TEXTE À LIRE:
30.11.13

Kawa


Le café c'est important. Sans le café la journée devient soit une journée bien pourrie, soit un calvaire. Pas d'autre option possible. Toi qui me lis et qui aimes le café, tu me comprendras. Toi qui me lis et qui ne connais pas le plaisir de la caféine, va te faire un thé et ne reviens jamais.

Il est 8h50 quand je pars à l'arrache de chez moi pour me rendre chez un avocat afin de signer un contrat de plus d'un milliard de dollars avec une boîte de production israélienne qui m'a désigné comme collaboratrice direct (mito). 
Je suis dans la rue, me dirige vers l'arrêt du bus et j'ai comme l'impression d'avoir un peu la tête dans le cul. "Ciel ! Mon café !": j'ai bien pensé à le préparer mais j'ai tout simplement oublié de le prendre.
La vue d'un kiosque me rassure, même si je rate le bus, rien à faire, j'aurais quand même les yeux en face des trous pour signer le contrat qui changera le cours de l'histoire du cinéma israélien (mito). 
"Bonjour Monsieur, un café "shakhor" à emporter !" (café shakhor = équivalent du café turc, sans le goût de cardamome, avec le marc de café qui reste au fond du verre, avec le marc de café qui reste coincé entre les dents). Le café vous l'aurez compris, qui vous réveille rien qu'à le sentir et qui n'est pas fait pour les faibles de notre monde.

SECTION DES DONNÉES:
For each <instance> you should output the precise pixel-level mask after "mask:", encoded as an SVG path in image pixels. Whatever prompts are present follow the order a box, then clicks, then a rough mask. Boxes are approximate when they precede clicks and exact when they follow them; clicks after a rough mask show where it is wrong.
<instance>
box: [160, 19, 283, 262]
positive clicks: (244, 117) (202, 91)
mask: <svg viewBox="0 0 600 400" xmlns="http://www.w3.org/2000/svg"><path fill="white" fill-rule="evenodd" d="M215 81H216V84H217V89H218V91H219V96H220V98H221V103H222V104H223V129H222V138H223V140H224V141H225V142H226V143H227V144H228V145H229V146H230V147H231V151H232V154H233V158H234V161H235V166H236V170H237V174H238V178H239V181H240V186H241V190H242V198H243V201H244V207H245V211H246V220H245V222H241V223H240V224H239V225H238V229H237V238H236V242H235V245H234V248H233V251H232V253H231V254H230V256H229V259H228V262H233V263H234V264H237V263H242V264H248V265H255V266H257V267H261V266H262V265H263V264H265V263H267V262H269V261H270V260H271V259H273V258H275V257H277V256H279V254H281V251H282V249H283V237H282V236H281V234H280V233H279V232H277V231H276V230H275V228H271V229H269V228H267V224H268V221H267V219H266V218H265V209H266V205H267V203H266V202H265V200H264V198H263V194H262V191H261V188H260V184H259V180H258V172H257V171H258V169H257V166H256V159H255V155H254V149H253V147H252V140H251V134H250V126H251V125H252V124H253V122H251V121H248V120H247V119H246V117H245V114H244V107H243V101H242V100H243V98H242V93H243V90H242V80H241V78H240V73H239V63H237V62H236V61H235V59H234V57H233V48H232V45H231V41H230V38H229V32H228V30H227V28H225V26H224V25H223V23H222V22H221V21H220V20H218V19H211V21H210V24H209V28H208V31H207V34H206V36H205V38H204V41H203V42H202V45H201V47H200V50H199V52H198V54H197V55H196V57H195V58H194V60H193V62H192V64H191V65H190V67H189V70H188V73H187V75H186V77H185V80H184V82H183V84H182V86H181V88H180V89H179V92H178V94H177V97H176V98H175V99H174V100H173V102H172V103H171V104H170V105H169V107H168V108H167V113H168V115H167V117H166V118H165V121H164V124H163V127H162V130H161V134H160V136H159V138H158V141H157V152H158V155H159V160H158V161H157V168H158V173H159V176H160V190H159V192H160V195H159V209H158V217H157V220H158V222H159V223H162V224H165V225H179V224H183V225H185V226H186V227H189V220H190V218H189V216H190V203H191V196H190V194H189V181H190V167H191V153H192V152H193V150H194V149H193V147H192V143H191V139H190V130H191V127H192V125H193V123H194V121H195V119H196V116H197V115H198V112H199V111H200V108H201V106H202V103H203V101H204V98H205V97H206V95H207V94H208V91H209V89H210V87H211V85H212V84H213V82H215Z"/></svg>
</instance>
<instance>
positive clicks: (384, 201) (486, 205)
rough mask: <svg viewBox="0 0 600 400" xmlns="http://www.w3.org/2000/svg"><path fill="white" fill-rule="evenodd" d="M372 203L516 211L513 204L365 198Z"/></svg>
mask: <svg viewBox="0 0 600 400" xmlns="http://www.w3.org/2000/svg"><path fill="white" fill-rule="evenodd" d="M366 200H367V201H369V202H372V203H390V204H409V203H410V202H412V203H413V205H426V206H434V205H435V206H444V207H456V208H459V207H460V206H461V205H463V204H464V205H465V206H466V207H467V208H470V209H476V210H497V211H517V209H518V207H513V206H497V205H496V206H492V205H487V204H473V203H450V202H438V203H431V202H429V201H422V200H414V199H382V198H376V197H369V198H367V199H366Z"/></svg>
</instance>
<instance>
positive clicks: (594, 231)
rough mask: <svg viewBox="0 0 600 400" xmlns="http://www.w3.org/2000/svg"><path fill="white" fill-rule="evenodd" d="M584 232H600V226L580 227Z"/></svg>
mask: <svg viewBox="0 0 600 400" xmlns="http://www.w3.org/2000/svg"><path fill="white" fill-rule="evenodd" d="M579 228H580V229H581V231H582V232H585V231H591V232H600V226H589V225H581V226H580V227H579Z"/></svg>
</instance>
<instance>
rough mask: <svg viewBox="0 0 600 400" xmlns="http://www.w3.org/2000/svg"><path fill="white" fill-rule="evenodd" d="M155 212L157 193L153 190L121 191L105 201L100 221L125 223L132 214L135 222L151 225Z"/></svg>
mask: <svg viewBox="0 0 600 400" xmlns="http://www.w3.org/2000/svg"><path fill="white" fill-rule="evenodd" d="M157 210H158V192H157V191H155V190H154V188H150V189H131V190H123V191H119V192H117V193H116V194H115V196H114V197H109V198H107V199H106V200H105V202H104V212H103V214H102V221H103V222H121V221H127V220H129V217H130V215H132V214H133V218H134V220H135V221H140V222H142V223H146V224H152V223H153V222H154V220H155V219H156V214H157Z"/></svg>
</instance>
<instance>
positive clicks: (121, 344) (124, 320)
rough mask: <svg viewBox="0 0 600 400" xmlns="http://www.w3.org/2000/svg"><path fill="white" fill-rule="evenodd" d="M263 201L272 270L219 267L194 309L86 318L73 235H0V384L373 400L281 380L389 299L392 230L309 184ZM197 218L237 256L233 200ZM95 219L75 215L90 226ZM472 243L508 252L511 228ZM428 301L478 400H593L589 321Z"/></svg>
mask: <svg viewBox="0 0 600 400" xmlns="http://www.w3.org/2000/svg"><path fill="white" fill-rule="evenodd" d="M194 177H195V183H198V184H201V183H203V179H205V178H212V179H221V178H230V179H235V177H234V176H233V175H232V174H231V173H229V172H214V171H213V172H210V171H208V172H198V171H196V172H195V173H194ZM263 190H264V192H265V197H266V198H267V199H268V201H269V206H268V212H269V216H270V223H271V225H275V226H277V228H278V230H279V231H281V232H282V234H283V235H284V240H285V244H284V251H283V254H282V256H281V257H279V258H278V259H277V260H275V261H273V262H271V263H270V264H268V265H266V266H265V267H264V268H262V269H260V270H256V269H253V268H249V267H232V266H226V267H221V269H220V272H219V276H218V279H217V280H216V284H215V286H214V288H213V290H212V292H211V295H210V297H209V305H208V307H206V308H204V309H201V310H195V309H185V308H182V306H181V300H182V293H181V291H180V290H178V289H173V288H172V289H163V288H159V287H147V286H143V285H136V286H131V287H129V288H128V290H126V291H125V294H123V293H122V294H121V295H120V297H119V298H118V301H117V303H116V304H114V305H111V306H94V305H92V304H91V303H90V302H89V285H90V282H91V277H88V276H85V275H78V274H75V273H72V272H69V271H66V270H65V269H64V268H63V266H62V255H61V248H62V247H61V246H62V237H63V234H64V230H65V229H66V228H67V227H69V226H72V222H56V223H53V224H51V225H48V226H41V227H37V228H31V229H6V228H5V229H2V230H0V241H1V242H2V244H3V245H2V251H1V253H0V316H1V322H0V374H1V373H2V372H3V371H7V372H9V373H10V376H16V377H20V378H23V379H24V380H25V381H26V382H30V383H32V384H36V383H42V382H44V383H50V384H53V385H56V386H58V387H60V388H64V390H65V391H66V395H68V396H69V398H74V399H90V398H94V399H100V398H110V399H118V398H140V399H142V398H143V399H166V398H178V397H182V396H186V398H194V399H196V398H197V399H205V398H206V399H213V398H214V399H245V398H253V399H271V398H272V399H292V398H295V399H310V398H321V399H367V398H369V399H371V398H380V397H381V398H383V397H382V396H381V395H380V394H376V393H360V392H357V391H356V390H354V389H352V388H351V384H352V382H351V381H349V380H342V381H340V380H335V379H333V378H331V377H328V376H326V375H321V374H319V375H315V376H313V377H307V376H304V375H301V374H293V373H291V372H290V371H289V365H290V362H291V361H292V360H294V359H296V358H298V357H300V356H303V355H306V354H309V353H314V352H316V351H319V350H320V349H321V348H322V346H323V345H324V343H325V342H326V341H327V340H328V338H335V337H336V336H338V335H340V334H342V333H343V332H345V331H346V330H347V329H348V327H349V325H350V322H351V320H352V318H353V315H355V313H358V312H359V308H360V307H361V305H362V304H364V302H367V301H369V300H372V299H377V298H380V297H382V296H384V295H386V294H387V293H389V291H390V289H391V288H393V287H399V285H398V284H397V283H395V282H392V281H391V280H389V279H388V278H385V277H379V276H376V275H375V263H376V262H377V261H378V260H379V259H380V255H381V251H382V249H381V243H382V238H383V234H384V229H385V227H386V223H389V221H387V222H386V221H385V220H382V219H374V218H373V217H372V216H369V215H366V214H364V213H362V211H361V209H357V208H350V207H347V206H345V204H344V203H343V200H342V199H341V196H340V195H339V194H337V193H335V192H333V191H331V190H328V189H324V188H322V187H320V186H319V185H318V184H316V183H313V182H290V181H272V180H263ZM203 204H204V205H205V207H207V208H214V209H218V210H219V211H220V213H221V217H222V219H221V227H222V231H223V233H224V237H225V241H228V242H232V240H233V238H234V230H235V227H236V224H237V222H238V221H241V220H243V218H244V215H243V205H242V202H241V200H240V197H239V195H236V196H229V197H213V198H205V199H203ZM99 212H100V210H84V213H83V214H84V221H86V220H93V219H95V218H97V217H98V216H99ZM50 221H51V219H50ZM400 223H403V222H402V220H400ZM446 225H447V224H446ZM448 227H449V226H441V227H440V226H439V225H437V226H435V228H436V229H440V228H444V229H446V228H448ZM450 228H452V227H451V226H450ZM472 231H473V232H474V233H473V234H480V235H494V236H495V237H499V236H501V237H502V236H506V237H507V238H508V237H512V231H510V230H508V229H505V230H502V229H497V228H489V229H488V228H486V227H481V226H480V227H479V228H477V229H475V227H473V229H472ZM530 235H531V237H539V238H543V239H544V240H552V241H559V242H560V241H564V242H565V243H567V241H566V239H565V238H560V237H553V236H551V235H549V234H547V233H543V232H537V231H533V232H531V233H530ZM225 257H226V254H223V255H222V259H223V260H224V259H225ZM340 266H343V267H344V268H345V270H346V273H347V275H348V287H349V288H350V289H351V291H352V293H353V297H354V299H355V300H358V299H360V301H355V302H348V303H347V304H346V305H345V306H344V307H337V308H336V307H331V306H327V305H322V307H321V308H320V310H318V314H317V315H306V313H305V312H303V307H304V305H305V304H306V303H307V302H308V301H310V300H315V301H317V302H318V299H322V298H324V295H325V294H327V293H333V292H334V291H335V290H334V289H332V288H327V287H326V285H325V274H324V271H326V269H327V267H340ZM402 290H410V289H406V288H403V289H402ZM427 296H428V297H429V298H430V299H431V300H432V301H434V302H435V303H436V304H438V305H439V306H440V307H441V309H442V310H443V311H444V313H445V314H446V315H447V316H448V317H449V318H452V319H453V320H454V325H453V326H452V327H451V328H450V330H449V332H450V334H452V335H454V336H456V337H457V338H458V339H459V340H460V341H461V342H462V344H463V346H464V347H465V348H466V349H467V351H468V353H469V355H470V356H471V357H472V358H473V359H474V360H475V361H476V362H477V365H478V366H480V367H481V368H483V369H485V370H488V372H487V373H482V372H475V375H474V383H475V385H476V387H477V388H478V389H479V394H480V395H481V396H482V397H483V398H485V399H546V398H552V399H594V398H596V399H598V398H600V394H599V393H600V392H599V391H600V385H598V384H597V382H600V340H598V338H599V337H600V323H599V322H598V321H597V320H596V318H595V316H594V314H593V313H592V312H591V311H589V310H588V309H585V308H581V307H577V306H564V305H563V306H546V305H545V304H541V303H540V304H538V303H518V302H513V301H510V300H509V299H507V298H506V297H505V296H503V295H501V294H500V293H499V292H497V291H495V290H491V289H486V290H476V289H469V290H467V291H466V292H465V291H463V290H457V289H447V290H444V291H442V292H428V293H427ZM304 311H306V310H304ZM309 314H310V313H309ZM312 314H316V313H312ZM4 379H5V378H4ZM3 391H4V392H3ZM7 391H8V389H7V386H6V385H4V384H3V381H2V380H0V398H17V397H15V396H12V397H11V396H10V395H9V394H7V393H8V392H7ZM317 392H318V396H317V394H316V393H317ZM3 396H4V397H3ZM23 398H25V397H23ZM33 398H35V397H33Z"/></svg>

TÂCHES À RÉALISER:
1/ Recopiez sans rien changer le passage du texte sur le café compris entre "Le café c'est" et "collaboratrice direct (mito).", ces deux passages inclus.
2/ Résumez en quelques lignes le paragraphe du texte sur le café qui commence par « Le café c'est important », sans perdre ses idées principales.
3/ D'après la parenthèse du texte sur le café qui définit le café « shakhor », quelles caractéristiques de ce café sont données ? Citez-les toutes.

RÉPONSES PAR TÂCHE:
1/
Le café c'est important. Sans le café la journée devient soit une journée bien pourrie, soit un calvaire. Pas d'autre option possible. Toi qui me lis et qui aimes le café, tu me comprendras. Toi qui me lis et qui ne connais pas le plaisir de la caféine, va te faire un thé et ne reviens jamais.

Il est 8h50 quand je pars à l'arrache de chez moi pour me rendre chez un avocat afin de signer un contrat de plus d'un milliard de dollars avec une boîte de production israélienne qui m'a désigné comme collaboratrice direct (mito).

2/ Le café est important : sans lui, la journée est soit bien pourrie, soit un calvaire, sans autre option. Les amateurs de café comprendront. Ceux qui ignorent le plaisir de la caféine n'ont qu'à aller se faire un thé et ne jamais revenir.

3/
- Équivalent du café turc
- Sans le goût de cardamome
- Avec le marc de café qui reste au fond du verre
- Avec le marc de café qui reste coincé entre les dents